**WORK INSTRUCTIONS:** In the post on being a better CEO, why does the author call the first problem the "world of the board"? Answer in one to three sentences.

Posts tagged CEO
Five Techniques to be a Better CEO
Photo via unsplash.com

Photo via unsplash.com

Being a CEO is hard, and I’ve alluded to some of the reasons for that in prior posts about the curses of being an entrepreneur and mastering goal-setting. But today, I want to talk about something else that is very difficult. It particularly pertains to the problem of focus that I went into more detail on.

As the CEO, your role straddles two entirely different worlds. In one, which I will call the ‘world of the board’, your role is to be custodian of the vision and the strategy. You are primarily oriented towards the future - towards the opportunity - to ''imagining the factory after next, ” as my old mentor Mike used to teach me, cribbing from John Harvey-Jones. It’s all about keeping larger opportunities in the frame. The other one, which I will call the ‘world of the management’ is about today, reality, day-to-day operations, keeping the doors open and the cash flowing.

The problem is that both are important and are vital to a thriving business, but that they lie in entirely different directions and have different pressures. As CEO - you are the fulcrum, and nobody else cares.

I call problem 1 the ‘world of the board’, because typically we see it as the board’s role to be interested in, and custodian of, strategy. In fact, many boards are far too operational and not strategic enough - but that’s a post for another day. To the board, the CEO is their interface to reality and they challenge the CEO to ‘make it real’.

I call problem 2 the ‘world of management’, because we typically see it as the management teams’ role to be interested in, and custodian of, the operating plan. In fact, many management teams are swamped by challenge and just can’t see the wood for the trees.

Typically, this can be expressed in one of two ways. Sometimes the CEO can be distracted by future thinking when the strategy has been settled. The, “I’ve had a great idea!” syndrome. Sometimes its right and proper to talk strategy but there is no room for it. The CEO needs support but the the team has no bandwidth for anything beyond the problems of today.

And there you are as CEO, trapped in the middle, a foot in each world - born of neither - and trying desperately to balance the competing demands of each.

How do you do this?

1) Recognise that what you are doing is very hard and that we’re not looking for perfection, but simply something that can work.

**INPUT DATA:**
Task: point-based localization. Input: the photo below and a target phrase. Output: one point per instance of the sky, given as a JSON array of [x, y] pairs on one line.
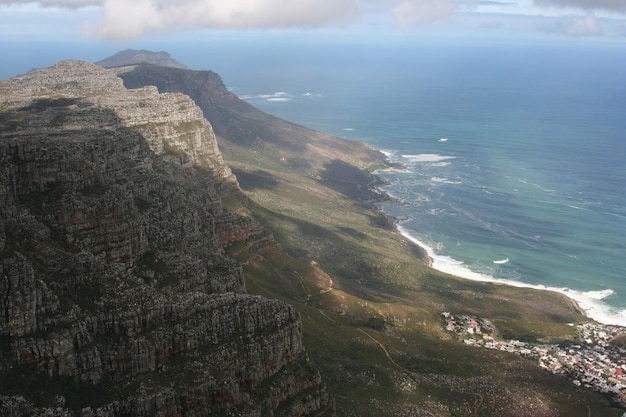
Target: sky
[[124, 21], [35, 34]]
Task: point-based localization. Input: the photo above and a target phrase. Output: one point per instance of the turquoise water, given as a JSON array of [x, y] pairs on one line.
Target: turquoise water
[[513, 155]]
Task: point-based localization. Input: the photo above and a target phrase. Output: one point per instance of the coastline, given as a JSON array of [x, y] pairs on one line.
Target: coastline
[[577, 300]]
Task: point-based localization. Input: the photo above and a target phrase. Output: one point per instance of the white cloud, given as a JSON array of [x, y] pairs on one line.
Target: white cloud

**FINISHED TASK:** The author uses that name because the board is usually seen as the body that takes an interest in strategy and acts as its custodian. That matches this side of the CEO's role, which centers on guarding the vision and strategy and looking toward future opportunity.